-- EXERCISE OBJECTIVE --
Each record in the listing below is to be duplicated exactly.

=== DATASET EXTRACT ===

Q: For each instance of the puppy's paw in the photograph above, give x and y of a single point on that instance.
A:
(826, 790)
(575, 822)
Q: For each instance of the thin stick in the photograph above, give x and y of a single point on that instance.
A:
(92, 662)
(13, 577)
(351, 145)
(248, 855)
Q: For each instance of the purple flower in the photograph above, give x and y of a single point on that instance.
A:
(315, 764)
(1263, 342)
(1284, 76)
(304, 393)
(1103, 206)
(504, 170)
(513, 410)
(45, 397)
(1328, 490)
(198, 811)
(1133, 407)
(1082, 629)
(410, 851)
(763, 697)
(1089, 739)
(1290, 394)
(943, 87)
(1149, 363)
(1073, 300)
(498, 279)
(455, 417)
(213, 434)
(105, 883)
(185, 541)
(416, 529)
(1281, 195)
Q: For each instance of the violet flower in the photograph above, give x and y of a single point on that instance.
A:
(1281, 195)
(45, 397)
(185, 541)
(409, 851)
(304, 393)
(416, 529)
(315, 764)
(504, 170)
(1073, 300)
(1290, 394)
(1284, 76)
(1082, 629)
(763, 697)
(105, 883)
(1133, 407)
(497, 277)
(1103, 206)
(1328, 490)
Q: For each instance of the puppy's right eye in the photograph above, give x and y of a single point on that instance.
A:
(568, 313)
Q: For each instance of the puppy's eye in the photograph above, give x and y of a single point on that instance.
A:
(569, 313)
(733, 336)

===

-- WRITTEN SOLUTION --
Q: For each instance of the puppy's paw in the photograph above, give x and y of a single point on that instance.
A:
(826, 790)
(575, 822)
Q: For each instance of the thin stick in the photograph above, give x and y of a single point on that instance.
A:
(92, 662)
(13, 577)
(351, 145)
(248, 855)
Q: For each instance of the purple flower in the photograph above, give x and y of a single point on that instance.
A:
(315, 764)
(1263, 342)
(1284, 76)
(304, 393)
(1103, 206)
(504, 170)
(513, 410)
(45, 397)
(1328, 490)
(198, 811)
(1133, 407)
(1082, 629)
(410, 851)
(763, 697)
(1089, 739)
(1290, 394)
(943, 87)
(1149, 363)
(1073, 300)
(498, 279)
(455, 417)
(213, 434)
(105, 883)
(185, 541)
(416, 529)
(1281, 195)
Q: For each instance of the violet flower in the photograph above, give x and y of a single point on that instance.
A:
(1281, 195)
(45, 397)
(185, 541)
(409, 851)
(304, 393)
(416, 529)
(315, 764)
(504, 170)
(1073, 300)
(1290, 394)
(1284, 76)
(1082, 629)
(763, 697)
(105, 883)
(1133, 407)
(497, 277)
(1103, 206)
(1328, 490)
Q: For each instance of the puppy's right eye in the photograph above, give x and y of a single point on that instance.
A:
(568, 313)
Q: For each instance of the puppy's eye in the photograph above, give x and y of a single point on that instance.
A:
(569, 313)
(733, 336)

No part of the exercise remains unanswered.